Rewrite the lines starting with the one containing "job | pin one point per instance of the team" and going on through the one containing "[(470, 104), (203, 221), (306, 105)]", substituting "shirt" for "jersey" and leaving everything else unchanged.

Dataset rows
+ + +

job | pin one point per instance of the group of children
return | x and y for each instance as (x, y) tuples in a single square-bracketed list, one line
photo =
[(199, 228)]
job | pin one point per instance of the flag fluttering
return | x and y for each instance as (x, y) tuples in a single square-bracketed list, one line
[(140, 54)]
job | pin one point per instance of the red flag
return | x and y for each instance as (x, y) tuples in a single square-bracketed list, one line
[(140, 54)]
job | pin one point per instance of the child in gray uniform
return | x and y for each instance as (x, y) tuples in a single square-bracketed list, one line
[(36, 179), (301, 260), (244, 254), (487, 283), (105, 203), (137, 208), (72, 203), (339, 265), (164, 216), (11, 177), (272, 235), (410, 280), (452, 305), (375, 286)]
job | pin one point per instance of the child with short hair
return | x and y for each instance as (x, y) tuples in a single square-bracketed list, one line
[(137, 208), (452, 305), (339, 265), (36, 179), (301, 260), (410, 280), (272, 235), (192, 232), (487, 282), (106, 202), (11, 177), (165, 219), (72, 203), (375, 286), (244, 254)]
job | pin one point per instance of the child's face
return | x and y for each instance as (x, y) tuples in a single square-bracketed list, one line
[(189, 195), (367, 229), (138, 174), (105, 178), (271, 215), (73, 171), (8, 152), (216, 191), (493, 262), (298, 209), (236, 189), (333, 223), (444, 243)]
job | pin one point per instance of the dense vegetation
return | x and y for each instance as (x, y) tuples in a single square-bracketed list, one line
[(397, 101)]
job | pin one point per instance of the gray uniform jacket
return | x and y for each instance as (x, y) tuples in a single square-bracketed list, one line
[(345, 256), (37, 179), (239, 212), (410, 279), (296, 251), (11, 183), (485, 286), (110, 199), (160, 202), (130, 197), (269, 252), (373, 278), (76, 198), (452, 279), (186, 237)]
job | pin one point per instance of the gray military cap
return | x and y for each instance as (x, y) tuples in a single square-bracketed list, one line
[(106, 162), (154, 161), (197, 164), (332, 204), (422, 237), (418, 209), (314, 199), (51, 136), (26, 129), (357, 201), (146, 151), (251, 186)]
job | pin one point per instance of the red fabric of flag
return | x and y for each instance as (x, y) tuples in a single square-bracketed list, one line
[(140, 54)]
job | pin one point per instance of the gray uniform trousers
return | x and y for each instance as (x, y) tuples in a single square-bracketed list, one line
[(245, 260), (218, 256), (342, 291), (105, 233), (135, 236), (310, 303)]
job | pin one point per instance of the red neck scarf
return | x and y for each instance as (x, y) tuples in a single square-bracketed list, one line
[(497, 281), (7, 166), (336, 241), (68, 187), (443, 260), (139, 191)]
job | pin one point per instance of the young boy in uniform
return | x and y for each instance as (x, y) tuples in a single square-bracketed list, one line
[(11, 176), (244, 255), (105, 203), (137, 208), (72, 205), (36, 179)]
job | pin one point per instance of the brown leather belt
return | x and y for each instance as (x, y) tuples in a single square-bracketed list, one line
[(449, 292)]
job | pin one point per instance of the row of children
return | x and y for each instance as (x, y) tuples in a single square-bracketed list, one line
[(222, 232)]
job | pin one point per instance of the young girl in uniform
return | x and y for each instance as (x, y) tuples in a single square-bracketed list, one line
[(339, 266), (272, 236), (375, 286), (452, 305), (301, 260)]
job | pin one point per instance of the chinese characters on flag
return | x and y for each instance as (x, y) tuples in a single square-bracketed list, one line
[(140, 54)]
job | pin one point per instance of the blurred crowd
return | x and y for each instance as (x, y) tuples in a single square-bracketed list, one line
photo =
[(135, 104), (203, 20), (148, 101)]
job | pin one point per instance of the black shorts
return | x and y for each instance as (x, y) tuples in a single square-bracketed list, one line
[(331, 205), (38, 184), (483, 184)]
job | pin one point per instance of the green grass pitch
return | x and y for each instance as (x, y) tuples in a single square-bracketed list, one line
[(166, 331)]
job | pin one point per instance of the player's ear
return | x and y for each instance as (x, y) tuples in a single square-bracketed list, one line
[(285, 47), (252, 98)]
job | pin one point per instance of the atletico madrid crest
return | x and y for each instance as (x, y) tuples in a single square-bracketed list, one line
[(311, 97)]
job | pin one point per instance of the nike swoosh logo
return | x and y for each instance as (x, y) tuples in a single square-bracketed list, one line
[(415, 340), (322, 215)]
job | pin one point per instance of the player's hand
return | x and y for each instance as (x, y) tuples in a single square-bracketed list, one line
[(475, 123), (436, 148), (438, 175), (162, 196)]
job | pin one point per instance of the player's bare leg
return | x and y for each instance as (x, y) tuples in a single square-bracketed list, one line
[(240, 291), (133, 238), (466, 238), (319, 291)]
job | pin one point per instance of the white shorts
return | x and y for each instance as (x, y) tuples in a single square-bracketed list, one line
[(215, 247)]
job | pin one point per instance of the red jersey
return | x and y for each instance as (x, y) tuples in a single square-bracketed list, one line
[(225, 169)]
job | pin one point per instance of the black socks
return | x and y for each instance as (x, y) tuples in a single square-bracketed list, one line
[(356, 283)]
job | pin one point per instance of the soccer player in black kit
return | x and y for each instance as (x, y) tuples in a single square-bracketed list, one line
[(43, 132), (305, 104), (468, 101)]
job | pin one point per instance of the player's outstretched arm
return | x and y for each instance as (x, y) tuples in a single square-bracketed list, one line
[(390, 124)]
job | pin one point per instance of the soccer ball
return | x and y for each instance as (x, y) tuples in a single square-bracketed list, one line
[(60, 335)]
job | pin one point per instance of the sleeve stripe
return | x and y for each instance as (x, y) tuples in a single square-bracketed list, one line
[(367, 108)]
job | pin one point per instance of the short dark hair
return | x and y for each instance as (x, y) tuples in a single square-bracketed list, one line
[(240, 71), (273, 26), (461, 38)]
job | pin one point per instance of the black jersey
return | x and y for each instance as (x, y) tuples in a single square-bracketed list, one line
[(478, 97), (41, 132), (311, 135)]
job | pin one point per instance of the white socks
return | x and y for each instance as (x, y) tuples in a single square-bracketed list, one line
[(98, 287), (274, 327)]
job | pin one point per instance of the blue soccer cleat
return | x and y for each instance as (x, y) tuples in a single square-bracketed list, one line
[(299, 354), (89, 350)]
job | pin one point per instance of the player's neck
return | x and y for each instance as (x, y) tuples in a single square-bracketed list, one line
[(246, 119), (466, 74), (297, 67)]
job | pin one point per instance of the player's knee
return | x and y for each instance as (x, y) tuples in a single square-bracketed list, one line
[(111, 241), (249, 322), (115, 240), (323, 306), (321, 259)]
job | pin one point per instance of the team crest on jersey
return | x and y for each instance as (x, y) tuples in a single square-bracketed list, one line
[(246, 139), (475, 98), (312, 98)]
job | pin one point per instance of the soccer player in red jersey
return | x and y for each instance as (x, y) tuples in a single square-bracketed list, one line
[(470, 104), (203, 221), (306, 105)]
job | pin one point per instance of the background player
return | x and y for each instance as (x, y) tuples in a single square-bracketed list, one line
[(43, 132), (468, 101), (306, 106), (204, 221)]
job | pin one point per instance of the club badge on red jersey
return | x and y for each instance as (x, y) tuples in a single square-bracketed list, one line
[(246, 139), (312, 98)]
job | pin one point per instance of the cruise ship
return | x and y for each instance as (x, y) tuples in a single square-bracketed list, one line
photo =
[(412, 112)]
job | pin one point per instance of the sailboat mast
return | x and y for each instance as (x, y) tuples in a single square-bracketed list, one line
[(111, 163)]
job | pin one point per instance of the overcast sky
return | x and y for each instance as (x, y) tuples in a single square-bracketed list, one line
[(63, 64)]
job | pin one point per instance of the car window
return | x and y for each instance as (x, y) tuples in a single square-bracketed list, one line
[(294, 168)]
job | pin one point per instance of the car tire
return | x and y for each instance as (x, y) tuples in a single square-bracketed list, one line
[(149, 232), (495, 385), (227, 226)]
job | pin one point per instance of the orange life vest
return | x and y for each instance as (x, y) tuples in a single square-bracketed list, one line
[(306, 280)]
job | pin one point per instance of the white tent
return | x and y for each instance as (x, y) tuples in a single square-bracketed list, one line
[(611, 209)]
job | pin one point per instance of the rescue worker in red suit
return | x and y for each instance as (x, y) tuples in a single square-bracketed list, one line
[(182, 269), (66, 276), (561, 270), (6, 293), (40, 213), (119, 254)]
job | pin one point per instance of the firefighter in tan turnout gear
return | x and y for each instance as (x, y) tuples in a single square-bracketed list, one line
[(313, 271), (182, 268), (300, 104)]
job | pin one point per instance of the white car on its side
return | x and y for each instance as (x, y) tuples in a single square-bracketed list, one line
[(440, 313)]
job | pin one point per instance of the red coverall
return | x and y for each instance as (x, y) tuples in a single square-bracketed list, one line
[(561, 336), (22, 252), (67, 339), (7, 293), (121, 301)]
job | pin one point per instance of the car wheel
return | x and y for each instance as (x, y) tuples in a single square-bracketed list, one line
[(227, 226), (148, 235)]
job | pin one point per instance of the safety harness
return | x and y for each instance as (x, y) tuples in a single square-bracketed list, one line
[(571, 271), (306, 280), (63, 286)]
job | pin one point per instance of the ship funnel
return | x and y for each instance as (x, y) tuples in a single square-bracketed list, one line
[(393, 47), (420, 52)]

+ + +

▸ **THE SOLUTION**
job | pin one point per instance of the team crest on shirt
return | x and y for each instance as (x, y) tuples in a single square-bracketed list, one line
[(246, 139), (475, 98), (312, 98)]
job | pin one point per instance of the soccer player in red shirt
return | x and y for each instance as (x, y) tuples in a single square-bracketed list, one line
[(470, 104), (203, 221), (306, 105)]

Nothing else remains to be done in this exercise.